Retype the excerpt below on gendered test data in full, keeping every word and symbol unchanged.

§ **Document excerpt**
################
The identity term template approach generated 1480 synthetic test samples in total, 740 pairs with equal sets of male and female instances and equal distribution across the “abusive” and “non-abusive” classes. The distribution of the test instances for our ITS approach varied slightly for each holdout split. Table 4 shows the percentage of the dataset that was used as test data and the female and male distribution of the test data per class for both ITS and identity term template approach across the three datasets. This shows that the amount of gendered test data varies regardless of approach while the template approach generates a standard set of synthetic test data.

Table 4. Percentage of the dataset used as gendered (G) test data and the distribution of gendered test data for Identity Term Sampling (ITS) and Identity Term Template (ITT) across the five holdout splits

5 Results and Discussion

Task performance is measured using average class accuracy due to the imbalanced class distributions in all datasets as evident in Table 1. We measure gender bias using True Positive Rate Gap \((TPR_{gap})\) [16] which is an equality of opportunity measure and measures the differences in the gender specific true positive rates and is defined in Eq. 1.
################
(Data items)
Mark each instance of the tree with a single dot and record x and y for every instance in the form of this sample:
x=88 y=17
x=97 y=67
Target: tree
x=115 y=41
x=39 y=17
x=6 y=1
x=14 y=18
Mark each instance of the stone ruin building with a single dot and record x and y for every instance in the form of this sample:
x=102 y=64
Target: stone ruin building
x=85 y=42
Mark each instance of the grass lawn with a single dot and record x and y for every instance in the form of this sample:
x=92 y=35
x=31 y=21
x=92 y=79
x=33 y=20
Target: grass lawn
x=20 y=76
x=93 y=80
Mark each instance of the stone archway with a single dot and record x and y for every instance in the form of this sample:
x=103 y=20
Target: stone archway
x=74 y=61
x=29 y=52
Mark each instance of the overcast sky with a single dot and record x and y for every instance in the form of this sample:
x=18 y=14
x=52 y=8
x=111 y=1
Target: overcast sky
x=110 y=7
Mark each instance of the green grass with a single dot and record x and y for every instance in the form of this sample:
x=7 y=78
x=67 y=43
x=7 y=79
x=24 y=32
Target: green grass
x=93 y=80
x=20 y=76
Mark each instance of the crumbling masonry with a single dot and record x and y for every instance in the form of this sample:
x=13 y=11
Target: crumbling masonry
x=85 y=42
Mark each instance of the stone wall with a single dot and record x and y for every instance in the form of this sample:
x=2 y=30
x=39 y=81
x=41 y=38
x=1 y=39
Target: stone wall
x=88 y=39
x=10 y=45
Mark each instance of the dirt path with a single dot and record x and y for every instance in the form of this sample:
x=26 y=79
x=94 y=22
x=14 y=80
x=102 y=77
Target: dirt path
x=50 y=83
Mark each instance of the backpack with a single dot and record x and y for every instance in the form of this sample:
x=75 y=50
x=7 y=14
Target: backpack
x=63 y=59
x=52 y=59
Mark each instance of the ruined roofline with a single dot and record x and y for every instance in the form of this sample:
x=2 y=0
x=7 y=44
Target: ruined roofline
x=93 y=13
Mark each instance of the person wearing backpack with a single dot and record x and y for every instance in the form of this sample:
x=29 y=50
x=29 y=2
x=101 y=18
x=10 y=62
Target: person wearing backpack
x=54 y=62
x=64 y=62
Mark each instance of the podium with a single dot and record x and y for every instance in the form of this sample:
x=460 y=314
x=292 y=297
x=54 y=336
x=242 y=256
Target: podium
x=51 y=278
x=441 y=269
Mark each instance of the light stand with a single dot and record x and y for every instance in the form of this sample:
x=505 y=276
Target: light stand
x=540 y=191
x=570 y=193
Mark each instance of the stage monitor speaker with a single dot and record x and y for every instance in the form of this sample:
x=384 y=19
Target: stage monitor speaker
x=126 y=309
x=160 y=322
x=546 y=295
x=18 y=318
################
§ **Task output**
The identity term template approach generated 1480 synthetic test samples in total, 740 pairs with equal sets of male and female instances and equal distribution across the “abusive” and “non-abusive” classes. The distribution of the test instances for our ITS approach varied slightly for each holdout split. Table 4 shows the percentage of the dataset that was used as test data and the female and male distribution of the test data per class for both ITS and identity term template approach across the three datasets. This shows that the amount of gendered test data varies regardless of approach while the template approach generates a standard set of synthetic test data.

Table 4. Percentage of the dataset used as gendered (G) test data and the distribution of gendered test data for Identity Term Sampling (ITS) and Identity Term Template (ITT) across the five holdout splits

5 Results and Discussion

Task performance is measured using average class accuracy due to the imbalanced class distributions in all datasets as evident in Table 1. We measure gender bias using True Positive Rate Gap \((TPR_{gap})\) [16] which is an equality of opportunity measure and measures the differences in the gender specific true positive rates and is defined in Eq. 1.